▸ Short exercise:
Extract each line below that contains the string "green". Matches are case-sensitive.

[Source records]
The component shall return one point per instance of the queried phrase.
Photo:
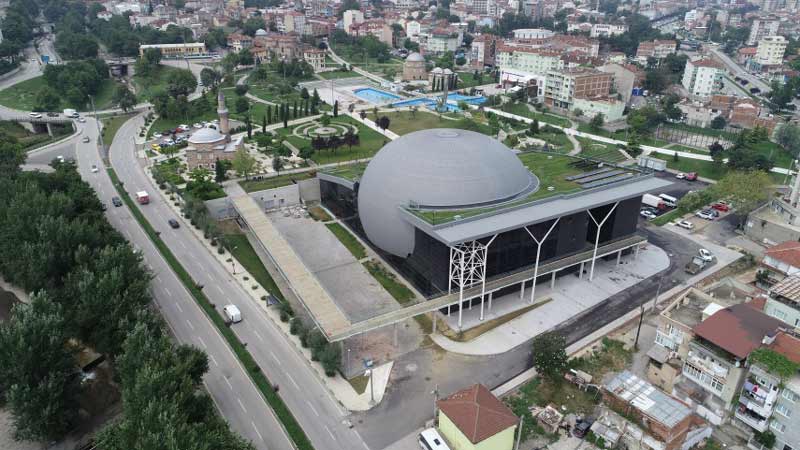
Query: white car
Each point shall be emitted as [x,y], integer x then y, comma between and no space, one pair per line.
[647,214]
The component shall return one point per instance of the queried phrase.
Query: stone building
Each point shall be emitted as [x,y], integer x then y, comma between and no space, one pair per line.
[207,145]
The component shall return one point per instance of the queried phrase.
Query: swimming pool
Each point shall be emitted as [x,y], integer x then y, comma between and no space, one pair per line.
[377,96]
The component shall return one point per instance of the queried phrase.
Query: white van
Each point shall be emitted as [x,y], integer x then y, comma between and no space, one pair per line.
[431,440]
[232,313]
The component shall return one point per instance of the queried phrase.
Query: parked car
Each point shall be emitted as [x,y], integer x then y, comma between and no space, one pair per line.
[719,206]
[706,255]
[647,214]
[705,214]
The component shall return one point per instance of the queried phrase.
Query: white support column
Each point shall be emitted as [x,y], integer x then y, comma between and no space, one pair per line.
[538,253]
[597,235]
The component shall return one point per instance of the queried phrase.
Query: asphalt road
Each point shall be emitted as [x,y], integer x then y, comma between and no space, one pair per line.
[308,399]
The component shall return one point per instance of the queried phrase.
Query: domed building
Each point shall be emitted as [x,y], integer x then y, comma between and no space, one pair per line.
[414,68]
[451,207]
[207,145]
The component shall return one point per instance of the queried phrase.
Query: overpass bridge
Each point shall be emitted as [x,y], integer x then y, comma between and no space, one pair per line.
[337,327]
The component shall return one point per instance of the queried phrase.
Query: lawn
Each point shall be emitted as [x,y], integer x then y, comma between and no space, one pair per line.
[370,141]
[521,109]
[146,87]
[348,240]
[22,95]
[338,74]
[389,281]
[405,122]
[275,182]
[111,126]
[241,249]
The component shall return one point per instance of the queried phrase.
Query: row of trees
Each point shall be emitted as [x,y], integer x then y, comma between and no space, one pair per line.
[90,288]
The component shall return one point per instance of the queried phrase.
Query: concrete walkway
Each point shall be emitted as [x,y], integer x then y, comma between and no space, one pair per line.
[570,297]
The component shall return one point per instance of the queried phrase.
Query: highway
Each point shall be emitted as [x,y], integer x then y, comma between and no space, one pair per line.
[235,395]
[309,400]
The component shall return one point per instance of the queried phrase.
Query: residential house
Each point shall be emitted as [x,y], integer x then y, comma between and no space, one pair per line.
[474,419]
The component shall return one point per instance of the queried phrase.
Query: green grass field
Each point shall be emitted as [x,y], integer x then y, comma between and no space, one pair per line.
[22,95]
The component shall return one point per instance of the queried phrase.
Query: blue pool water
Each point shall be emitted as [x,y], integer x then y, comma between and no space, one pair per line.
[373,95]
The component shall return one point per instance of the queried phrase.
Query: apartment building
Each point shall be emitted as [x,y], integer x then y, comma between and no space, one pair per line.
[769,52]
[762,28]
[562,87]
[702,78]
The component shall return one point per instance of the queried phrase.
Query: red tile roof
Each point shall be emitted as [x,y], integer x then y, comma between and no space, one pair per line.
[787,345]
[738,329]
[788,252]
[477,413]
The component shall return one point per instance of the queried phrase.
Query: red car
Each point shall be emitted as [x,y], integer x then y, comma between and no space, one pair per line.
[721,207]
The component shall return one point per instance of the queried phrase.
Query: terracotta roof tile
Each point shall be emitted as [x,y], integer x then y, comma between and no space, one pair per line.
[477,413]
[738,329]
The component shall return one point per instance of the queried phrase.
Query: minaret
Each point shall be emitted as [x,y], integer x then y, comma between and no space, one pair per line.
[222,110]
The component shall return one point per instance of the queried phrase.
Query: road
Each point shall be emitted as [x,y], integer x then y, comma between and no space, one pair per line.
[736,70]
[226,381]
[317,412]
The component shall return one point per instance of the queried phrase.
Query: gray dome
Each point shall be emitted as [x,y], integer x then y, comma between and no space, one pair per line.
[205,136]
[442,168]
[415,57]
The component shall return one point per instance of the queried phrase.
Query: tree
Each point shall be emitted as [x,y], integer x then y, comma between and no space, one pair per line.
[597,122]
[47,100]
[746,189]
[718,123]
[788,136]
[209,77]
[277,162]
[550,355]
[243,163]
[37,369]
[124,98]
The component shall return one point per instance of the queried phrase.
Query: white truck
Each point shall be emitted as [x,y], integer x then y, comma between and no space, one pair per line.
[653,201]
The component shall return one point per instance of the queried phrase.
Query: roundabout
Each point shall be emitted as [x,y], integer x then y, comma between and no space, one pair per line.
[315,129]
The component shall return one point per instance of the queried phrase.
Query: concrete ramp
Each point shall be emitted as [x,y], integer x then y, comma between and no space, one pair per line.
[302,282]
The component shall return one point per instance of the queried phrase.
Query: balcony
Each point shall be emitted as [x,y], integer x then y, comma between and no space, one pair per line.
[752,419]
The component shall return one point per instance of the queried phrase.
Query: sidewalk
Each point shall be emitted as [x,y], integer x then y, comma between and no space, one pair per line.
[570,297]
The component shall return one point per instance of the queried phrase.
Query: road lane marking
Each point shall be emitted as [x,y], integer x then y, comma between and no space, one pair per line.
[293,382]
[329,432]
[256,428]
[312,408]
[275,358]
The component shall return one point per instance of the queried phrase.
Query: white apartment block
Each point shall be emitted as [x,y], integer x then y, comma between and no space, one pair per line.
[702,78]
[761,29]
[770,51]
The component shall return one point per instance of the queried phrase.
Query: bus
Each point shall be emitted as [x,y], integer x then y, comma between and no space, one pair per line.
[431,440]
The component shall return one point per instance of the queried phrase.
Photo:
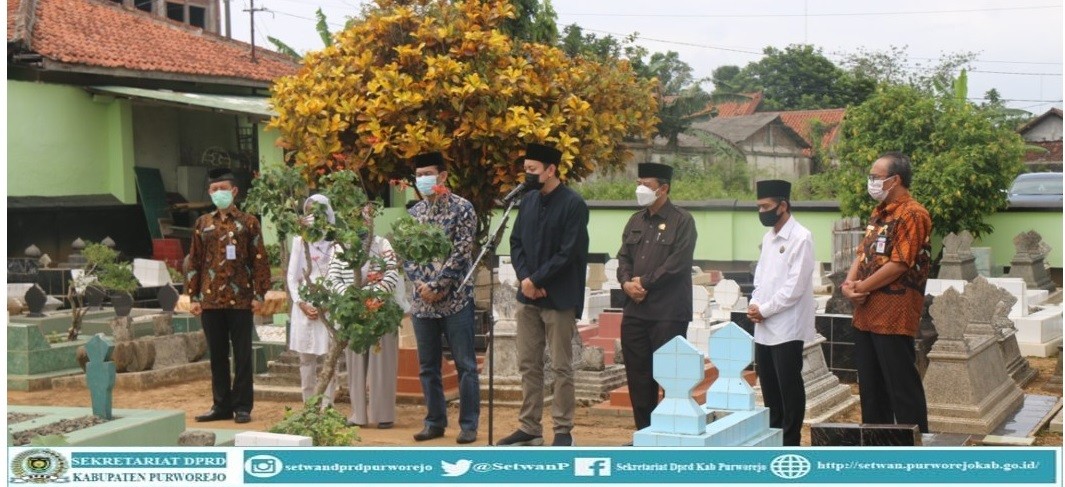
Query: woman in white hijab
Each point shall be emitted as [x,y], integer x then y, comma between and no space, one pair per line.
[372,375]
[308,335]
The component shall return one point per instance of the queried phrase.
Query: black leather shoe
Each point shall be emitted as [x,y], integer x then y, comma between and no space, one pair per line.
[214,415]
[429,433]
[520,438]
[467,436]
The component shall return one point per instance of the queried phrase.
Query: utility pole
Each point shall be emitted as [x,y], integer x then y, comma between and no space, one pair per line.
[229,33]
[251,10]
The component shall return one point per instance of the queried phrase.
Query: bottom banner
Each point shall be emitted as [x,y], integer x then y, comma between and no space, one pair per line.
[216,467]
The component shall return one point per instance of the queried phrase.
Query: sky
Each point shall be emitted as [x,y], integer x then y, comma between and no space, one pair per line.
[1018,44]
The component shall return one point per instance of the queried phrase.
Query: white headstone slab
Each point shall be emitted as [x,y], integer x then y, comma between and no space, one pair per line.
[726,293]
[700,301]
[150,273]
[936,287]
[507,273]
[611,271]
[1018,288]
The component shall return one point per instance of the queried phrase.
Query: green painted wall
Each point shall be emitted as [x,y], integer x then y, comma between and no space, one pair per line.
[734,236]
[269,156]
[59,143]
[723,236]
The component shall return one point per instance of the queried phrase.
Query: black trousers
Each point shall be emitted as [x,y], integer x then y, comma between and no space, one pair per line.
[780,373]
[639,340]
[888,383]
[223,327]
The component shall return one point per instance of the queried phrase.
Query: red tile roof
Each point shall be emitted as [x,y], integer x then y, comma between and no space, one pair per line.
[800,120]
[1053,112]
[734,108]
[1053,152]
[103,34]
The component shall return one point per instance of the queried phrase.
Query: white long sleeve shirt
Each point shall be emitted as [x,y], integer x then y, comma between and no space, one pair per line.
[783,287]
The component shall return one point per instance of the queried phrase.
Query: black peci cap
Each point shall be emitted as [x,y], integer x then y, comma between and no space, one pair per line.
[546,155]
[653,169]
[429,159]
[774,189]
[219,174]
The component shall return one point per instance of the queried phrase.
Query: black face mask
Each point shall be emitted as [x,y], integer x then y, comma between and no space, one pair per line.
[533,181]
[769,217]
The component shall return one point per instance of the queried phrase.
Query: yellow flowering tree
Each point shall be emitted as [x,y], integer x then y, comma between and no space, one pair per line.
[410,77]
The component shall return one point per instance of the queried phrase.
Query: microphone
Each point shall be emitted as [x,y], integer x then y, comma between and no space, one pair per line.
[513,193]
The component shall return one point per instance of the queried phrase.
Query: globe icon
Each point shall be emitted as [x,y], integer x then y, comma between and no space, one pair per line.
[789,466]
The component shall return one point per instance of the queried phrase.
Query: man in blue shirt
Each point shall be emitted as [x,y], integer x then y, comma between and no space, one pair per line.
[440,306]
[549,248]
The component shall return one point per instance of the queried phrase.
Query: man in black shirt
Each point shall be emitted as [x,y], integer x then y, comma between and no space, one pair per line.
[549,248]
[654,266]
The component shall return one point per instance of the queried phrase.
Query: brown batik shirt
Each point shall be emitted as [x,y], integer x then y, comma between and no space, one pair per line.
[228,266]
[898,231]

▸ Answer to the problem:
Query: green grass field
Query: green painted wall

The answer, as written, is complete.